(Items listed in a dataset)

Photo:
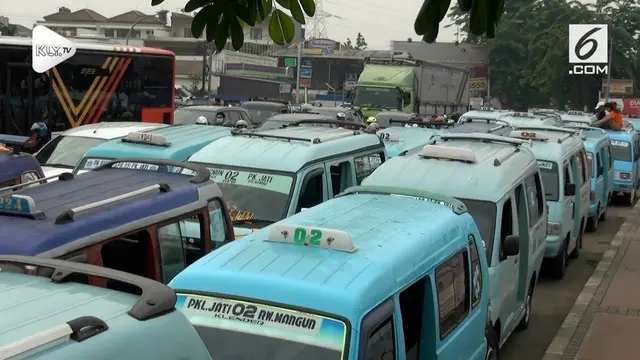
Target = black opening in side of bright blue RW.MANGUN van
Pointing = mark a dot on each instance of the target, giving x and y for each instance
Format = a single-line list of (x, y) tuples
[(411, 308)]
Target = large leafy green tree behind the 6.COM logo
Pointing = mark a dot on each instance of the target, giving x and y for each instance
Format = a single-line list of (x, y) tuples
[(529, 56)]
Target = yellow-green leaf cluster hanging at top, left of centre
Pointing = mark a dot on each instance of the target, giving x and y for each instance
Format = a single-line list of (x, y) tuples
[(220, 20)]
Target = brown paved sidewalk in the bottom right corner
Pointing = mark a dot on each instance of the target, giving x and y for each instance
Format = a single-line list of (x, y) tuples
[(604, 322)]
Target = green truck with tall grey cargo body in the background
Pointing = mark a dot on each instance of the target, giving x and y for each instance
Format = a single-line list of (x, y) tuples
[(396, 81)]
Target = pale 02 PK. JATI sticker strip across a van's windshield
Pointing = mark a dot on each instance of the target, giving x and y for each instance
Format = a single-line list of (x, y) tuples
[(271, 182)]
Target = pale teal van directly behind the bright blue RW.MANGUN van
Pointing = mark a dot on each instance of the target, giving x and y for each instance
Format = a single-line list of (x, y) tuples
[(497, 178)]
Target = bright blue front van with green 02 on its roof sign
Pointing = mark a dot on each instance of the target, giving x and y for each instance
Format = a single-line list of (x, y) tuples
[(347, 281)]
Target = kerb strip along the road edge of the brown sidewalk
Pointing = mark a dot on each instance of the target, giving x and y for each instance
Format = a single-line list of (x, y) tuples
[(563, 339)]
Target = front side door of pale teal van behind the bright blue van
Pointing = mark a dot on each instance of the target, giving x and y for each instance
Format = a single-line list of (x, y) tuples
[(504, 299)]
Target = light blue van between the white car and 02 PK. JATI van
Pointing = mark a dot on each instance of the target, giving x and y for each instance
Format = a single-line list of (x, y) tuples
[(175, 143)]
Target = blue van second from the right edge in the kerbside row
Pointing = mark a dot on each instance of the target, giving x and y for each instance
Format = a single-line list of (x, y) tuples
[(600, 164)]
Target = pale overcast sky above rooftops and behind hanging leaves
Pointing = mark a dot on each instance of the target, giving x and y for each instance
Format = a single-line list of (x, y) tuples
[(379, 21)]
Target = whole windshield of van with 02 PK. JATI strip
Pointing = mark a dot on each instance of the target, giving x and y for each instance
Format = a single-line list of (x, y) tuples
[(253, 195)]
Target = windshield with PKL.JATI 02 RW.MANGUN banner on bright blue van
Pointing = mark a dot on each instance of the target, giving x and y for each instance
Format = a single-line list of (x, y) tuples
[(243, 330)]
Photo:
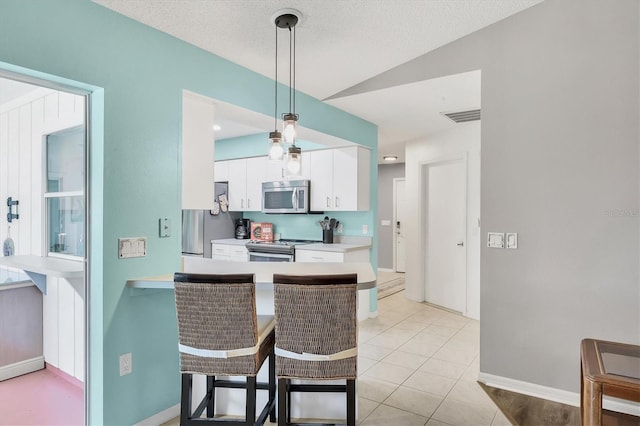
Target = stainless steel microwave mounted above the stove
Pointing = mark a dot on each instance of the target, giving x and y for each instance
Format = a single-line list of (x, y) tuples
[(288, 196)]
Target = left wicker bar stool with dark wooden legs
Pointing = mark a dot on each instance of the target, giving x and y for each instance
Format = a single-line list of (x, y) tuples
[(220, 334)]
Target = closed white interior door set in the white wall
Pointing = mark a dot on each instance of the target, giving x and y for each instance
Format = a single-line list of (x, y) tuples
[(446, 234)]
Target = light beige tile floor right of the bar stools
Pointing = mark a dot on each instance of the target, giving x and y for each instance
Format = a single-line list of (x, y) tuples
[(418, 365)]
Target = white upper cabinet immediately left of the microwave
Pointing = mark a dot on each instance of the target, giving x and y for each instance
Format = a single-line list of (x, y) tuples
[(245, 177)]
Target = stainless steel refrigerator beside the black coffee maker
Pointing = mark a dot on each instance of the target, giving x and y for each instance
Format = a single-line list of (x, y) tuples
[(199, 227)]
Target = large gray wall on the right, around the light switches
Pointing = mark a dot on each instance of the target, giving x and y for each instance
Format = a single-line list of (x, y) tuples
[(560, 166)]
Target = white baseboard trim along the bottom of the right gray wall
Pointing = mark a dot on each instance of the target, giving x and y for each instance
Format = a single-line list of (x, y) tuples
[(553, 394)]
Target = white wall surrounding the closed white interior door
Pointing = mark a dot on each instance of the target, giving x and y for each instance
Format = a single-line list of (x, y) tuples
[(462, 139)]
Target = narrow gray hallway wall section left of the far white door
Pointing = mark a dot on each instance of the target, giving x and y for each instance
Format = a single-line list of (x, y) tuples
[(386, 174)]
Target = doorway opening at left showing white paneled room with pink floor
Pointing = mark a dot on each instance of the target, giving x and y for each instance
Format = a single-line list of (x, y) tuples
[(44, 165)]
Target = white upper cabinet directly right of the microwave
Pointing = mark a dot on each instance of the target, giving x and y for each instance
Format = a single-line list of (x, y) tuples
[(340, 179)]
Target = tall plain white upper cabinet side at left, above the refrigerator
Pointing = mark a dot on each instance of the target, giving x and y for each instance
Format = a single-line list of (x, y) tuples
[(197, 152)]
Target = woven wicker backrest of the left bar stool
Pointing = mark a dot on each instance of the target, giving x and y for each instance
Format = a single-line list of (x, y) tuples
[(217, 313)]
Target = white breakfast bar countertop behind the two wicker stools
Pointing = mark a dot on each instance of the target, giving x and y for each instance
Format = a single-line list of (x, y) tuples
[(264, 271)]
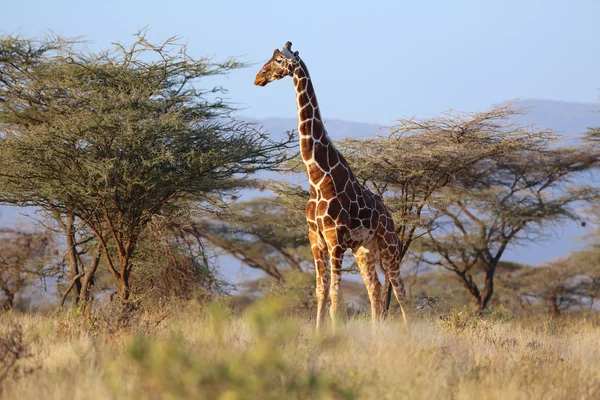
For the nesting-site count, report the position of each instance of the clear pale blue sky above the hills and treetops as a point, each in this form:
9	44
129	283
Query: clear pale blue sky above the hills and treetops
372	61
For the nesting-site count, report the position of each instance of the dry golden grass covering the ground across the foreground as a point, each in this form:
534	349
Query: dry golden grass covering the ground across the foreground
212	353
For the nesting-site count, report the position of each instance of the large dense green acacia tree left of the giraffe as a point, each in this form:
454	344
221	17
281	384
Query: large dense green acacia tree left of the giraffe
117	137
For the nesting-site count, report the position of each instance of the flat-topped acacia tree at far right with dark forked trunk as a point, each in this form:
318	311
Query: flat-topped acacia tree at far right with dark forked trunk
525	194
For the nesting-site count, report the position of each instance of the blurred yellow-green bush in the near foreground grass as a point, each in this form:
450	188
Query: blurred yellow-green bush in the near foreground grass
170	368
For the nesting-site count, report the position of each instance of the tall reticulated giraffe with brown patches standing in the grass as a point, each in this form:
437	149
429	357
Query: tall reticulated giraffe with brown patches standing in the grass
341	213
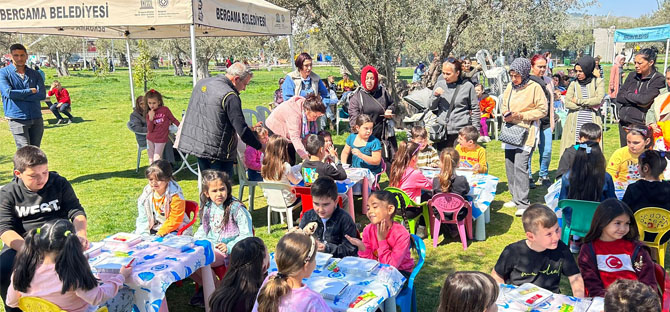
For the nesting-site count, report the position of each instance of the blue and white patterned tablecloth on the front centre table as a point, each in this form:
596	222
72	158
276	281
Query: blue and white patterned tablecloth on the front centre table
385	282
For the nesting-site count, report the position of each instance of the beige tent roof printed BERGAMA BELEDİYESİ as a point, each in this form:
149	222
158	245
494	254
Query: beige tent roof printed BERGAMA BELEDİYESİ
144	19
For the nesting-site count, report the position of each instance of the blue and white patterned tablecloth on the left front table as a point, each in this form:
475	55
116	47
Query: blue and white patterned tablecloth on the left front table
156	266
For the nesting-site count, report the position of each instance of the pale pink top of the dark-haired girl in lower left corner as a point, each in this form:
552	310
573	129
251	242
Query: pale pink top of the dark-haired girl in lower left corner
47	285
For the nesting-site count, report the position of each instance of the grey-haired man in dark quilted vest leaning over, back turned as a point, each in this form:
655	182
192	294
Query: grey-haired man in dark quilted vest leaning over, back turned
214	119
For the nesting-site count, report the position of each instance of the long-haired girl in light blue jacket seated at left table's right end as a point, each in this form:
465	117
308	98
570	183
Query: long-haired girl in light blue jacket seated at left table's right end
224	220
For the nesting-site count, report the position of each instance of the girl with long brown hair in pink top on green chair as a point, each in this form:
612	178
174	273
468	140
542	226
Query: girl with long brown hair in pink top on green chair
404	174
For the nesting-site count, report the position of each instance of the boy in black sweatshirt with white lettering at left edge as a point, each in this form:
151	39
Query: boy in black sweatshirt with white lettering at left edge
35	196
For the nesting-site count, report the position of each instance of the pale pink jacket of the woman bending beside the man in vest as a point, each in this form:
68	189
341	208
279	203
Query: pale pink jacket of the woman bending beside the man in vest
286	120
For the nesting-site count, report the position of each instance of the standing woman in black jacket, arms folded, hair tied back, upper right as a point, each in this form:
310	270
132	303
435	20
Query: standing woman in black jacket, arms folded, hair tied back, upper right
639	91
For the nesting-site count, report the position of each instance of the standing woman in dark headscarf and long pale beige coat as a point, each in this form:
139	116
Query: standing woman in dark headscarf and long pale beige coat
582	96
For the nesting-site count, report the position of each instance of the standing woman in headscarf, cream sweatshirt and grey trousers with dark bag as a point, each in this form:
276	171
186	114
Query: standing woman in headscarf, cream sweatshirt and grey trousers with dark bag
523	104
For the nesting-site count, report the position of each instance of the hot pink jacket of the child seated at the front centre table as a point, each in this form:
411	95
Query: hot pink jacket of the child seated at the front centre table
392	251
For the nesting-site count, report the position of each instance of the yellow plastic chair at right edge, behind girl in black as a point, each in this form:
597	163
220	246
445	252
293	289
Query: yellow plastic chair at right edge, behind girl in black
654	220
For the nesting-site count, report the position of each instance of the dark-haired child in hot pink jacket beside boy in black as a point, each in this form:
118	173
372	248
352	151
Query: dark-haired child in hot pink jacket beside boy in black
384	239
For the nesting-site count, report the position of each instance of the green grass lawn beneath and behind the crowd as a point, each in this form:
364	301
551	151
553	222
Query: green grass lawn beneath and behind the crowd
97	155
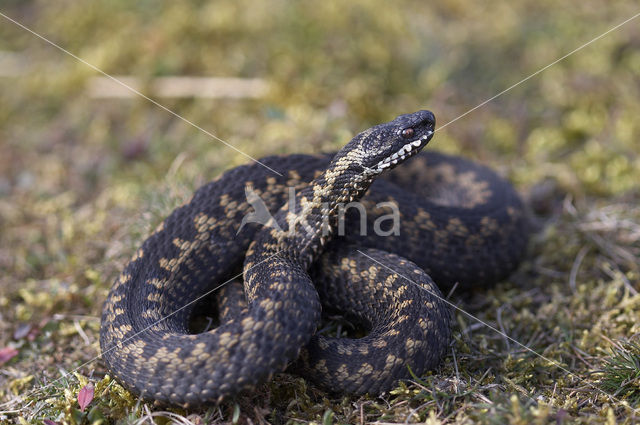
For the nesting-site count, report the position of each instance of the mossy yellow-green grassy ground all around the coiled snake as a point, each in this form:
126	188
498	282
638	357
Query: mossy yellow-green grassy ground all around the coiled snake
84	180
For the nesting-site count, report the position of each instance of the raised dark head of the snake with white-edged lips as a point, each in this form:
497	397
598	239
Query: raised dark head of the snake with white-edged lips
385	145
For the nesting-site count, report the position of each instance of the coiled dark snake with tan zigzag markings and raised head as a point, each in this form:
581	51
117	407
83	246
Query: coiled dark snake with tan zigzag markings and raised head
343	232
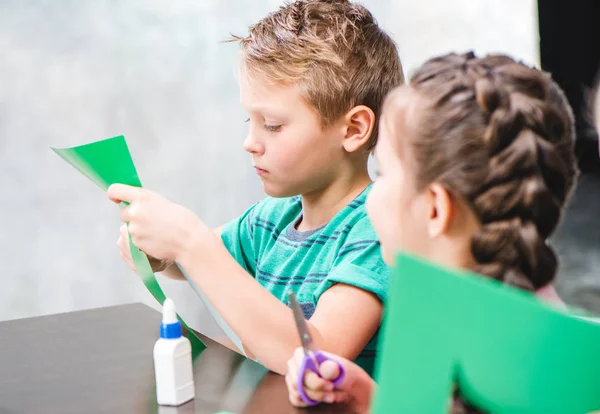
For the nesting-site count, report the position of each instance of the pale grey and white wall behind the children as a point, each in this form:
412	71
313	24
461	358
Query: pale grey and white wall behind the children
73	72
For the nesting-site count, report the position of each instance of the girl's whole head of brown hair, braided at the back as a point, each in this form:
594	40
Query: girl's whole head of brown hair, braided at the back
500	136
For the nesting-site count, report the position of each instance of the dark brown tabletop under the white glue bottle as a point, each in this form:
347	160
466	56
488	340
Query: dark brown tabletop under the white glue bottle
100	361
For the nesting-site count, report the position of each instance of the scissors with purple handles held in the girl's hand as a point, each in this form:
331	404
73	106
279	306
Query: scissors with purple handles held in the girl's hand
312	356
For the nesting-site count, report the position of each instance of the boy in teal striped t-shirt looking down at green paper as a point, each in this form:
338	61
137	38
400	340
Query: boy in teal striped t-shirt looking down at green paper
313	77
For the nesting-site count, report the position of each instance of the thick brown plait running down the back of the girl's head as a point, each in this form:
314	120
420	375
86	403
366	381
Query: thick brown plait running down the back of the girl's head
517	209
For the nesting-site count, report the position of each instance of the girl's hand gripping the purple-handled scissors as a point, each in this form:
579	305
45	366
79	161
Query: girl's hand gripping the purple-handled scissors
356	388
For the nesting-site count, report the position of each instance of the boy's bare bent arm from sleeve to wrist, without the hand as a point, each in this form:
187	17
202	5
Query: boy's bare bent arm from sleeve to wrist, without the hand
345	320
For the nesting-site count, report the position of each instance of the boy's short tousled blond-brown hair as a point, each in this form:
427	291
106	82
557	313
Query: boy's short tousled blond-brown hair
334	50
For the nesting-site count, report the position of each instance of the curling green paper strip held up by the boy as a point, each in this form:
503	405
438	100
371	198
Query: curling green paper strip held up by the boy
107	162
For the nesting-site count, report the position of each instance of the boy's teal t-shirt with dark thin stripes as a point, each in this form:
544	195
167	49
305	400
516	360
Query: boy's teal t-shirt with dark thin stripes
264	241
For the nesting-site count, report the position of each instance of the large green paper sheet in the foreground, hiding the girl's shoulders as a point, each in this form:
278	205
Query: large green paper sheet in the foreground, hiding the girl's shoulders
508	352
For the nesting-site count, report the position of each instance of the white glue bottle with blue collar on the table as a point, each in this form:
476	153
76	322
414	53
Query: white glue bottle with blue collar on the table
173	361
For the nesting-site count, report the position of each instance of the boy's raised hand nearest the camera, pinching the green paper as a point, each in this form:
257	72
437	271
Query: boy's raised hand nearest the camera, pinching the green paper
158	227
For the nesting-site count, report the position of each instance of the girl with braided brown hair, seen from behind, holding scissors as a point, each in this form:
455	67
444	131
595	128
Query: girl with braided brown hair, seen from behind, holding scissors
476	165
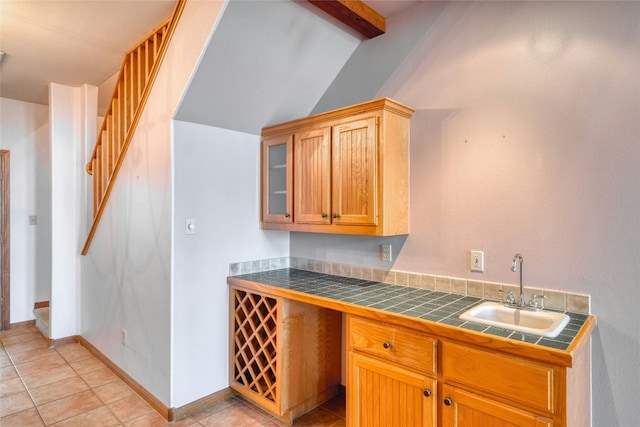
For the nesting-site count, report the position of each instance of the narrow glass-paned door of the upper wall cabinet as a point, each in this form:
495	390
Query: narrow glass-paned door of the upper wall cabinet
277	184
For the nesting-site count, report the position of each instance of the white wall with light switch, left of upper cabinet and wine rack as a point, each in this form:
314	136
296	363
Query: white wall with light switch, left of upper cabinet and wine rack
216	182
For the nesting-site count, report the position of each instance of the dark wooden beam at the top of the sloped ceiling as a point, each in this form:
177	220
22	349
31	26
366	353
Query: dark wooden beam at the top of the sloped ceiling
356	14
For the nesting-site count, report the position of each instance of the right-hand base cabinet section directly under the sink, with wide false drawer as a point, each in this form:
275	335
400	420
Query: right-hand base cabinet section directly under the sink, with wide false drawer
482	387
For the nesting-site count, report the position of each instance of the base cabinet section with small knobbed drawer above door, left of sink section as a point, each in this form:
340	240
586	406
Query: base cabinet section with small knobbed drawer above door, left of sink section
390	375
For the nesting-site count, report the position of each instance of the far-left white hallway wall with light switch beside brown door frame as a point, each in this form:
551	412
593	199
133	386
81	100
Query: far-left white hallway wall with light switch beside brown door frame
24	131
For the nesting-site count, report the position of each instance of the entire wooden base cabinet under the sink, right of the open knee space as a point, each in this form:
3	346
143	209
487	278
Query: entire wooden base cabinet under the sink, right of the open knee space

» EXERCISE: Return every line from the entries that holds the string "windshield".

» PROBLEM SOLUTION:
Target = pale 02 PK. JATI sticker strip across a van's windshield
Target = whole windshield of van with 02 PK. JATI strip
Target = windshield with PKL.JATI 02 RW.MANGUN banner on bright blue van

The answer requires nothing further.